#### [What to work on]
(A) Using the journal entry, answer each question in a line of its own:
(i) Who is at home in a cone?
(ii) On which day does the writer's birthday fall?
(iii) What has the writer now fully accepted about Steve's death?
(B) According to the journal entry, what does being home with the pets allow the writer to do? List every item given.
(C) Say whether each statement agrees with the journal entry, and quote the words that decide it:
(i) The writer has started drinking coffee again.
(ii) The writer believes Steve's death could have been prevented.
(iii) The writer is smoking less than before.
━━━━━ Passage shown ━━━━━
I am negotiating finally going to do something outside of my home this evening. I am torn, as I hate to leave Jay home alone in his cone. But, I have to take care of myself too. Jay has accepted his current fate. We have been spending more time together and perhaps this is helping. I love my dog and cat so much, and I am pretty happy staying home and nurturing my pets.
March is a risky time of year for my mental health. Originally, I ended February with cutting back on my smoking and a plan to quit. I am still smoking less, but have extended my goal to actually quit, and lost some ground on my progress. But it is okay. I have also been taking more anxiety medication. I still am abstaining from coffee, as every time I drink even a couple cups, I have a reaction and have to take medication to counteract the induced anxiety. My birthday is the 27th. This is my first Spring without Steve, and the fact that this is a challenging time of year for me makes me miss him even more. The grief has become less bodily, but is still present. This is part of why I like to be home with my pets. I am able to feel deep sadness authentically, shed tears, and connect with God and Steve’s spirit.
I still feel a deep sense of unknowing at what and where Steve is now. One gift that I have received, however, is the reminder that I will die, and I will die relatively soon. I hope to see him again, though this is an uncertain promise. This new awareness helps me savor every day, and helps me to not worry over the little things. It makes me wish to not waste energy on resentments, and my opinions have softened. The existential awareness that I am so impermanent, and that life is so short and at times almost meaningless, is comforting in a way. I have no control over the fact that Steve is gone now, and though I have wracked my brain over and over, I have now fully accepted that I did my best, and that I could not have prevented his death. We loved each other deeply, and we had a really good life. Working through it, I can see that the good moments far outweigh the bad. Steve has gifted to me the immense gift of letting go of my past. It is a new life, and though I am less concerned with finding deep meaning in my existence, I have hope that good things are still to come. The fact that I will die, and will cease existing on this plane, has become comforting. A stark reality to absorb and process; our lives are short, and so much doesn’t really matter. So much of what we concern ourselves with is a waste of time. I am further letting go of attachments, and finding a new freedom in my simple existence. Thank you, my love, for this gift and these lessons. You continue to make me a better person.
━━━━━ Records shown ━━━━━
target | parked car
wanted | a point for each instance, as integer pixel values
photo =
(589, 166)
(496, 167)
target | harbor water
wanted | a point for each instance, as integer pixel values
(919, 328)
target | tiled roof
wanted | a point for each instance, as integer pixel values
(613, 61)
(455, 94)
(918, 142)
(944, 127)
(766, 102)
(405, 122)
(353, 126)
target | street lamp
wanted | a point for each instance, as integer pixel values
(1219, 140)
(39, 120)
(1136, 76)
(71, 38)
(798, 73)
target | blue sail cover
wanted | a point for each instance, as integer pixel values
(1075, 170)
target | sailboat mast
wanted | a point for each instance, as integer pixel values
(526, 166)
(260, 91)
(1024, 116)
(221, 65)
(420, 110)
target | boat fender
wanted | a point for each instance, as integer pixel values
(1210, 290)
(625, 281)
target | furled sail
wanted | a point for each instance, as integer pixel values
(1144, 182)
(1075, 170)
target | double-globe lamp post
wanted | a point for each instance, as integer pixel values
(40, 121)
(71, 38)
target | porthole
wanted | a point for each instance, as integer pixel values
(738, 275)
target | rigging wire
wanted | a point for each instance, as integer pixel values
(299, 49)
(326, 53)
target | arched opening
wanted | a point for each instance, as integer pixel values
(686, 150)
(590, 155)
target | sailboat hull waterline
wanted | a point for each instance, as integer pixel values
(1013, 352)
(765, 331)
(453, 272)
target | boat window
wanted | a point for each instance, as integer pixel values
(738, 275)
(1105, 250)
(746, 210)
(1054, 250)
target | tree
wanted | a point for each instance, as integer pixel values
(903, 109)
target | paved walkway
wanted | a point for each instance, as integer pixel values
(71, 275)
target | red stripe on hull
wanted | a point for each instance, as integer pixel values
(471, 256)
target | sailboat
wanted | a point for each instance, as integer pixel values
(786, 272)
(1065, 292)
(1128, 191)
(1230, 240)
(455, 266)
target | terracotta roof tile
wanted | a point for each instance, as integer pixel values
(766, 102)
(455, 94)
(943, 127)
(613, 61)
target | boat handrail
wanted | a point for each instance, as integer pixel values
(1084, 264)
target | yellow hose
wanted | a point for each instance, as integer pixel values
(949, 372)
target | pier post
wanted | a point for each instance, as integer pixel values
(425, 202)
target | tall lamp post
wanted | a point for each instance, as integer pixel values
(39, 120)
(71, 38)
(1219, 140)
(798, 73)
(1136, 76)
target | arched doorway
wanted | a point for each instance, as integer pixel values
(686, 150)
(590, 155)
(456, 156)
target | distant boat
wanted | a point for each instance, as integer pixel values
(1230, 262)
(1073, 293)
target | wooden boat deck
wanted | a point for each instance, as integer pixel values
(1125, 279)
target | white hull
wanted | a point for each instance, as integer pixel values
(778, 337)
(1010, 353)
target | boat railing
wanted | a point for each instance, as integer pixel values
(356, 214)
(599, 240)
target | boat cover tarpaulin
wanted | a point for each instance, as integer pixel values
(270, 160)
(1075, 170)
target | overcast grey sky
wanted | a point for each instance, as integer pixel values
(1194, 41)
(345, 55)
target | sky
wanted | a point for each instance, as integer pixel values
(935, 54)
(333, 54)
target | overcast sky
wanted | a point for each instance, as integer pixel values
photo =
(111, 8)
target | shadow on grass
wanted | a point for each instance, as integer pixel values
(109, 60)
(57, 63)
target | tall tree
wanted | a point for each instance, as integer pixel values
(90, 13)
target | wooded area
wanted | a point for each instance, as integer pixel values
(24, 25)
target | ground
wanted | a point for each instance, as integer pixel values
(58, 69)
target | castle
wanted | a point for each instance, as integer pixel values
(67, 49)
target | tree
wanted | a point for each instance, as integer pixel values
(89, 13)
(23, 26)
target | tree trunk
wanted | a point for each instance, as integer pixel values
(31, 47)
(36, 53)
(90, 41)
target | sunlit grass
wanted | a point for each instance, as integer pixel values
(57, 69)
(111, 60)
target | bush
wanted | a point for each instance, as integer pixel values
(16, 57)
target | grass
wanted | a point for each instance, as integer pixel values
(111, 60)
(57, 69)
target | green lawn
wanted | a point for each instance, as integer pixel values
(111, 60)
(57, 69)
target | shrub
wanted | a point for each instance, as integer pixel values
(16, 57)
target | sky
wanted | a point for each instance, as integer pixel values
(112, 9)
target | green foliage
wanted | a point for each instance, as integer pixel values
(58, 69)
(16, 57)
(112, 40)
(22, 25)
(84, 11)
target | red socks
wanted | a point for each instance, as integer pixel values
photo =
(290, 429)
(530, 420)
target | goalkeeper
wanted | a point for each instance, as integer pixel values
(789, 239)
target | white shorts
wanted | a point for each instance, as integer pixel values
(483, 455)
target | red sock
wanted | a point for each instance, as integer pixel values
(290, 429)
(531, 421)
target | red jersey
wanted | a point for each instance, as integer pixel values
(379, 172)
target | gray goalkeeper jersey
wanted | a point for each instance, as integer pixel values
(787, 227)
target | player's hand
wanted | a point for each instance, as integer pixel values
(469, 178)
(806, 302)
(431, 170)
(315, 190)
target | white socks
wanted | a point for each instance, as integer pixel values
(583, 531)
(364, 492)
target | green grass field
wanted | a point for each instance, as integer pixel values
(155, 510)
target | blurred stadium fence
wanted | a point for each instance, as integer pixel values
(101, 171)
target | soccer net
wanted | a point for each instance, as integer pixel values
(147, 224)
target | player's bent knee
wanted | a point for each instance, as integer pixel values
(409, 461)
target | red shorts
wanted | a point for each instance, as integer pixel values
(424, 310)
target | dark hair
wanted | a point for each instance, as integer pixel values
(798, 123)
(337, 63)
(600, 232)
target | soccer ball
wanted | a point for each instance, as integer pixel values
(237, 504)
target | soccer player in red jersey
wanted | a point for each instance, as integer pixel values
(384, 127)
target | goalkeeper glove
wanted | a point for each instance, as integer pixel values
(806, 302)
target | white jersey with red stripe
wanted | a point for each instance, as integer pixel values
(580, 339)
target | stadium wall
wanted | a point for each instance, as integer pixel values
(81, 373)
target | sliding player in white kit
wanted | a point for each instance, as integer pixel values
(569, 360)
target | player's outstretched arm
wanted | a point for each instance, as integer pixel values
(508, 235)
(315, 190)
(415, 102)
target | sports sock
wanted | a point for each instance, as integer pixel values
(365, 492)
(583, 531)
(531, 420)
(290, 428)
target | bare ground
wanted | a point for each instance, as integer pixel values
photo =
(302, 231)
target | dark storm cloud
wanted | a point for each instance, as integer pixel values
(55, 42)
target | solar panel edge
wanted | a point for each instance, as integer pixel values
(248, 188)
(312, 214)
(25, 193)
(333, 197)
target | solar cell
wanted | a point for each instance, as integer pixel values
━━━━━
#### [Activity answers]
(A)
(i) Jay.
(ii) The 27th.
(iii) That the writer did their best and could not have prevented his death.

(B)
- Feel deep sadness authentically
- Shed tears
- Connect with God and Steve's spirit

(C)
(i) No: "I still am abstaining from coffee"
(ii) No: "I could not have prevented his death"
(iii) Yes: "I am still smoking less"